EXTRACT PROVIDED:
- Venue: Athletics Stadium
- Dates: August 7 – August 8
- Competitors: 17 from 13 nations
- Winning time: 50.73

Medalists
| Gold medal | Shericka Jackson | Jamaica |
| Silver medal | Paola Morán | Mexico |
| Bronze medal | Courtney Okolo | United States |

= Athletics at the 2019 Pan American Games – Women's 400 metres =

The women's 400 metres competition of the athletics events at the 2019 Pan American Games will take place between the 7 and 8 of August at the 2019 Pan American Games Athletics Stadium. The defending Pan American Games champion is Kendall Baisden from the United States.

==Summary==
Right out of the blocks, Shericka Jackson was moving ahead of the stagger. Just inside of her, Paola Morán was trying to key off of her. Down the backstretch the center lanes of the track, including Courtney Okolo were moving ahead. The separation continued all the way to the finish.

==Records==
Prior to this competition, the existing world and Pan American Games records were as follows:

| World record | Marita Koch (GDR) | 47.60 | Canberra, Australia | October 6, 1985 |
| Pan American Games record | Ana Quirot (CUB) | 49.61 | Havana, Cuba | August 5, 1991 |

==Schedule==

| Date | Time | Round |
|---|---|---|
| August 7, 2019 | 15:20 | Semifinal |
| August 8, 2019 | 17:10 | Final |

==Results==
All times shown are in seconds.

TASK TO COMPLETE:
Reproduce the part of the women's 400 metres page verbatim, starting with "- Venue: Athletics" and going on through "the United States.".

DATA SHOWN:

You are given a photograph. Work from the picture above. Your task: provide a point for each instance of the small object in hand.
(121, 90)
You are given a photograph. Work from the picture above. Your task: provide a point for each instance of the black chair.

WRITTEN SOLUTION:
- Venue: Athletics Stadium
- Dates: August 7 – August 8
- Competitors: 17 from 13 nations
- Winning time: 50.73

Medalists
| Gold medal | Shericka Jackson | Jamaica |
| Silver medal | Paola Morán | Mexico |
| Bronze medal | Courtney Okolo | United States |

= Athletics at the 2019 Pan American Games – Women's 400 metres =

The women's 400 metres competition of the athletics events at the 2019 Pan American Games will take place between the 7 and 8 of August at the 2019 Pan American Games Athletics Stadium. The defending Pan American Games champion is Kendall Baisden from the United States.